[INFORMATION PROVIDED Boundary: Start]
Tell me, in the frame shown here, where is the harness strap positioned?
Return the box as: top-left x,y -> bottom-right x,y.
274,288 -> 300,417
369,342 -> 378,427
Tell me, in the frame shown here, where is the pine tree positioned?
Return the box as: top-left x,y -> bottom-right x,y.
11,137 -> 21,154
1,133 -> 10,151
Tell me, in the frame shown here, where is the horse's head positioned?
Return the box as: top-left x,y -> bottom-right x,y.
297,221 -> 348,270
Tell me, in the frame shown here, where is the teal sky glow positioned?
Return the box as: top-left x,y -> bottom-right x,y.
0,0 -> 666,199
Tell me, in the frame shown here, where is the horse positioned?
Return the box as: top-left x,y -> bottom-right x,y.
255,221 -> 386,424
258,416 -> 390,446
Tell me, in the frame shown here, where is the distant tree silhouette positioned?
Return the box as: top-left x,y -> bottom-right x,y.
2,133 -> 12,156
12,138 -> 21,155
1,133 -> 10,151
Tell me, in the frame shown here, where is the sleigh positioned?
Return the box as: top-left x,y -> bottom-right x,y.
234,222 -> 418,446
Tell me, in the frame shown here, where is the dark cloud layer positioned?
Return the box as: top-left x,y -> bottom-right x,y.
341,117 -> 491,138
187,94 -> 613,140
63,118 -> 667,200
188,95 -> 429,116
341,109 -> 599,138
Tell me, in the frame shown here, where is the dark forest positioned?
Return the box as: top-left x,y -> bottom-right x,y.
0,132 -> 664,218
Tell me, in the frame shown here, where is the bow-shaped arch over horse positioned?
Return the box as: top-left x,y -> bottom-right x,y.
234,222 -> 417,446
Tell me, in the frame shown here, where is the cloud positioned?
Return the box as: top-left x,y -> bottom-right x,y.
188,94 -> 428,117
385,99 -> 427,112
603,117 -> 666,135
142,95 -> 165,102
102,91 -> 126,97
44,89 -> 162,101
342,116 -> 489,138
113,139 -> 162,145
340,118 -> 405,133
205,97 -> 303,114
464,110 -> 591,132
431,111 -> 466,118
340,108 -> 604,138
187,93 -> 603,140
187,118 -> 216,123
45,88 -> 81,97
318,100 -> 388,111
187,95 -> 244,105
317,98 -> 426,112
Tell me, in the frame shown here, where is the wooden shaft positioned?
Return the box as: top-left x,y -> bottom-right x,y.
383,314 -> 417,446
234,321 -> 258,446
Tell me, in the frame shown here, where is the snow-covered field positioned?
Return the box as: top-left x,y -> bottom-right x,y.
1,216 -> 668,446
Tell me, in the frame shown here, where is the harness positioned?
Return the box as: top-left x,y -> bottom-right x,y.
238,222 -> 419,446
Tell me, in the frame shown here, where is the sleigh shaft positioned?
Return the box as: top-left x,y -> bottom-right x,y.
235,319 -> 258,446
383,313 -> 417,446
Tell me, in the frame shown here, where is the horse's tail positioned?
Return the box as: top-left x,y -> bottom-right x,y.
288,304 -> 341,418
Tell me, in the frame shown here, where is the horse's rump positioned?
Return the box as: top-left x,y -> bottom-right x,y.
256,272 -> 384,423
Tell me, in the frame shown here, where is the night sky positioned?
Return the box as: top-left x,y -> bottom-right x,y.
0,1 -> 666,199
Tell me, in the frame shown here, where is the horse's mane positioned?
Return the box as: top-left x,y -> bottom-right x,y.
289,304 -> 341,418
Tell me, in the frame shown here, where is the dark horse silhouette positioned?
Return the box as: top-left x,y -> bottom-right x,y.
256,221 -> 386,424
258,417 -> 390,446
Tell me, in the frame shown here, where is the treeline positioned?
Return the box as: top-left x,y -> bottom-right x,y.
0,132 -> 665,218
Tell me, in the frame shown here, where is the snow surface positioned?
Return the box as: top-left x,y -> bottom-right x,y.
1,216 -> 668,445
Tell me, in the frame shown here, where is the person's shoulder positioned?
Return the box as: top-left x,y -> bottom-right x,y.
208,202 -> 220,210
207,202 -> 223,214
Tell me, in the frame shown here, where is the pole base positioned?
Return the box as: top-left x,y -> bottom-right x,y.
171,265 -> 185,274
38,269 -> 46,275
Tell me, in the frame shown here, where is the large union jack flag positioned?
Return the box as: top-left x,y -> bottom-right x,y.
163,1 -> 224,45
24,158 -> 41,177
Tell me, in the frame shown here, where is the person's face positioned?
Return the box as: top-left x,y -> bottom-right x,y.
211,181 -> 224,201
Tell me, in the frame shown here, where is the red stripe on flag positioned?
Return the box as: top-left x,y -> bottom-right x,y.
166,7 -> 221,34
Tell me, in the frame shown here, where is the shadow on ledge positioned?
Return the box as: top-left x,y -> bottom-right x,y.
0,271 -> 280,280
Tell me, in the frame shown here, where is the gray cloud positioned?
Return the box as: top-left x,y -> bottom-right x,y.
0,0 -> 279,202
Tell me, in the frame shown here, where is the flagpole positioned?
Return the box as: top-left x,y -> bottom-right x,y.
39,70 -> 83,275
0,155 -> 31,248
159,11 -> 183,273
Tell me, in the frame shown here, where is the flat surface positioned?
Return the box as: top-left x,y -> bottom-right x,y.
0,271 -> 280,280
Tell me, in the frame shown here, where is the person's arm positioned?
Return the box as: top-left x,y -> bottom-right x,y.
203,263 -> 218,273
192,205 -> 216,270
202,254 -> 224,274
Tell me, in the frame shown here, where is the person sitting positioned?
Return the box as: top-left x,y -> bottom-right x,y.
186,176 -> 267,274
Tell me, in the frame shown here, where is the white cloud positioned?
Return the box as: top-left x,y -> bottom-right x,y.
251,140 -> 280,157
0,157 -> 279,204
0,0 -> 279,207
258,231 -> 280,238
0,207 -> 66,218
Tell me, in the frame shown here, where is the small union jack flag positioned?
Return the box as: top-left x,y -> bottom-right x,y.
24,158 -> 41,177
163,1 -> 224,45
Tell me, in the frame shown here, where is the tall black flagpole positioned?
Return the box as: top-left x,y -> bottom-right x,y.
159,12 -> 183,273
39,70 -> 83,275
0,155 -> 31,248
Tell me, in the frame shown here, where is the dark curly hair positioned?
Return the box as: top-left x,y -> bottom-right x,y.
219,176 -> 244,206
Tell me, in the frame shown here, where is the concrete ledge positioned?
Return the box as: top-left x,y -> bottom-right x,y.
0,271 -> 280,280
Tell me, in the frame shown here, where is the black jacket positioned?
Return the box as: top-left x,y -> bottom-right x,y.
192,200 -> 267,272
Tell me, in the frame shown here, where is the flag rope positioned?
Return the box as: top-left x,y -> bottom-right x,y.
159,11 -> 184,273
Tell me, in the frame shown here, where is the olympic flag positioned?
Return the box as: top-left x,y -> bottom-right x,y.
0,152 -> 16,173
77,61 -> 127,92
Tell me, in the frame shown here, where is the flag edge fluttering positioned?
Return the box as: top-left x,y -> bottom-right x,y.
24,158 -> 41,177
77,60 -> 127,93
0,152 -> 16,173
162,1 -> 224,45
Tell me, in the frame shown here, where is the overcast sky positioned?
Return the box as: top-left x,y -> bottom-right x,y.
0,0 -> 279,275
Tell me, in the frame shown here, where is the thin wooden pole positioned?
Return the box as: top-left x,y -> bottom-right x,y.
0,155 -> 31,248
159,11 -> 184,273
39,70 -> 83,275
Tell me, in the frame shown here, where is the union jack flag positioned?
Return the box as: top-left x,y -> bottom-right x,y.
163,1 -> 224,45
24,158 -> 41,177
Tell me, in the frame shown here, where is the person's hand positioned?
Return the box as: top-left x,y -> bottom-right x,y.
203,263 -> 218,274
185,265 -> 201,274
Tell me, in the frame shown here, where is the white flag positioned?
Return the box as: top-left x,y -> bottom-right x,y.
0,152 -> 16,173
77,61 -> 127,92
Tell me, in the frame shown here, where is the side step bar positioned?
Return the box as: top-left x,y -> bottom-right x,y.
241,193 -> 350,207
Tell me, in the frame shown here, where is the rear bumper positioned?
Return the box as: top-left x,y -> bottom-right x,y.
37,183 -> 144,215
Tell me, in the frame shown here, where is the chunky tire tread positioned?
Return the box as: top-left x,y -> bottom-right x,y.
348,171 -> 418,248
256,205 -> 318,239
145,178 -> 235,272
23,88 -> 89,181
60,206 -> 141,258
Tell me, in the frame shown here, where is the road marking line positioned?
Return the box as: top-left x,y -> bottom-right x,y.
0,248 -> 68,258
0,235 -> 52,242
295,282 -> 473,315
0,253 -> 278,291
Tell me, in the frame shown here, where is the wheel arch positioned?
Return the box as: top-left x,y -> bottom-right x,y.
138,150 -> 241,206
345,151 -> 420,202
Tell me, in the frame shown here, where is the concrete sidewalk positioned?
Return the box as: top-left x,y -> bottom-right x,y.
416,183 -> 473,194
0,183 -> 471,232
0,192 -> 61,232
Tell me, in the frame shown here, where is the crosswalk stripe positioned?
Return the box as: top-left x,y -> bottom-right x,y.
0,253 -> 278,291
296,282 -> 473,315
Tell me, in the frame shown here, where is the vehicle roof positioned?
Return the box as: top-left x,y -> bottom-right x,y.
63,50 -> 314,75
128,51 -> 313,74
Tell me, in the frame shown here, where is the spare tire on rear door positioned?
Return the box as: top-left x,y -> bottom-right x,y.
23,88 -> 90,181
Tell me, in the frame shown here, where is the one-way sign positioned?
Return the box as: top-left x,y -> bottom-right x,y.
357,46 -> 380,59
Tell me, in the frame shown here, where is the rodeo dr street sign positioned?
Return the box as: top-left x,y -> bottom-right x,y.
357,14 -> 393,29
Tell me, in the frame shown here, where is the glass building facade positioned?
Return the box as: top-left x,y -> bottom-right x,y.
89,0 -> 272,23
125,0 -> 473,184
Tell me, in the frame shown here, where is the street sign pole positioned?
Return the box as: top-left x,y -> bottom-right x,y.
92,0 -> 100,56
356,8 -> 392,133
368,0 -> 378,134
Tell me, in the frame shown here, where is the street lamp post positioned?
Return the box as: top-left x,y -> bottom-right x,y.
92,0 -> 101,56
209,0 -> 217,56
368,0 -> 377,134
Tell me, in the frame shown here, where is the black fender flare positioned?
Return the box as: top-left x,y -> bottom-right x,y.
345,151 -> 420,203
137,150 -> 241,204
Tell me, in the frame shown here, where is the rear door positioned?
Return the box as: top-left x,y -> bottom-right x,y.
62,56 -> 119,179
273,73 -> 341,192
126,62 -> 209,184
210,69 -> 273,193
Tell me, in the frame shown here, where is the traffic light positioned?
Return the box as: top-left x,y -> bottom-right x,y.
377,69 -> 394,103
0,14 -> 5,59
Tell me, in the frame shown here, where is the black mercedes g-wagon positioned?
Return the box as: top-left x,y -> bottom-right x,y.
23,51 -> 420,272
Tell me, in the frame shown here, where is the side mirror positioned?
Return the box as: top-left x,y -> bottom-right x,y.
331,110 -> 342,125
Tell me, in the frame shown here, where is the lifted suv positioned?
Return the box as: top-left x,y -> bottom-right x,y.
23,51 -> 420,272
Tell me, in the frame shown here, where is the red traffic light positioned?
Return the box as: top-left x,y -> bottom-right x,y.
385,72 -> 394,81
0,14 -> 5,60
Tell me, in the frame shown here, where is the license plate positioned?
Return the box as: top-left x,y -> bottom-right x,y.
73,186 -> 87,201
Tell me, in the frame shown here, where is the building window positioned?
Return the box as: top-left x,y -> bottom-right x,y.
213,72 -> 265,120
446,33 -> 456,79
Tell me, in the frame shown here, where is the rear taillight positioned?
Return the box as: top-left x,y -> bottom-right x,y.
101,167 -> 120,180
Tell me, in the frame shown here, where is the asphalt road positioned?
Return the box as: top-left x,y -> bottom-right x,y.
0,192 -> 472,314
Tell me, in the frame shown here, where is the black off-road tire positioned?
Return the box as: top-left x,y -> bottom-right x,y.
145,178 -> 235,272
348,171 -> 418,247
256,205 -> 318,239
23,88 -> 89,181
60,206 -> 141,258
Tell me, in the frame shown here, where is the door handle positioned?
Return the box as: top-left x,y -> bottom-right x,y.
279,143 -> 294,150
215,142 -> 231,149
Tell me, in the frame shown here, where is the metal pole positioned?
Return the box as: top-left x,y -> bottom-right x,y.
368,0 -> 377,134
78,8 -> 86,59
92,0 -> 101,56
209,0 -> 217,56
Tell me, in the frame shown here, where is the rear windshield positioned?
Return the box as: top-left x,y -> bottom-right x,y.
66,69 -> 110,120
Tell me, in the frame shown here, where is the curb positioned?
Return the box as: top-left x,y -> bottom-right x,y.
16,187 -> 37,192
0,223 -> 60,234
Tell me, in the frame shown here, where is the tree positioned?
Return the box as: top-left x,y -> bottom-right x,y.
[INFORMATION PROVIDED Boundary: End]
PROMPT:
The required output is each line of the entries that contains the word "flagpole".

OUTPUT:
Tell me, in the frame shown here, where is the flagpole positioned?
Tell me, in the frame shown here, where is the tall black flagpole positioned?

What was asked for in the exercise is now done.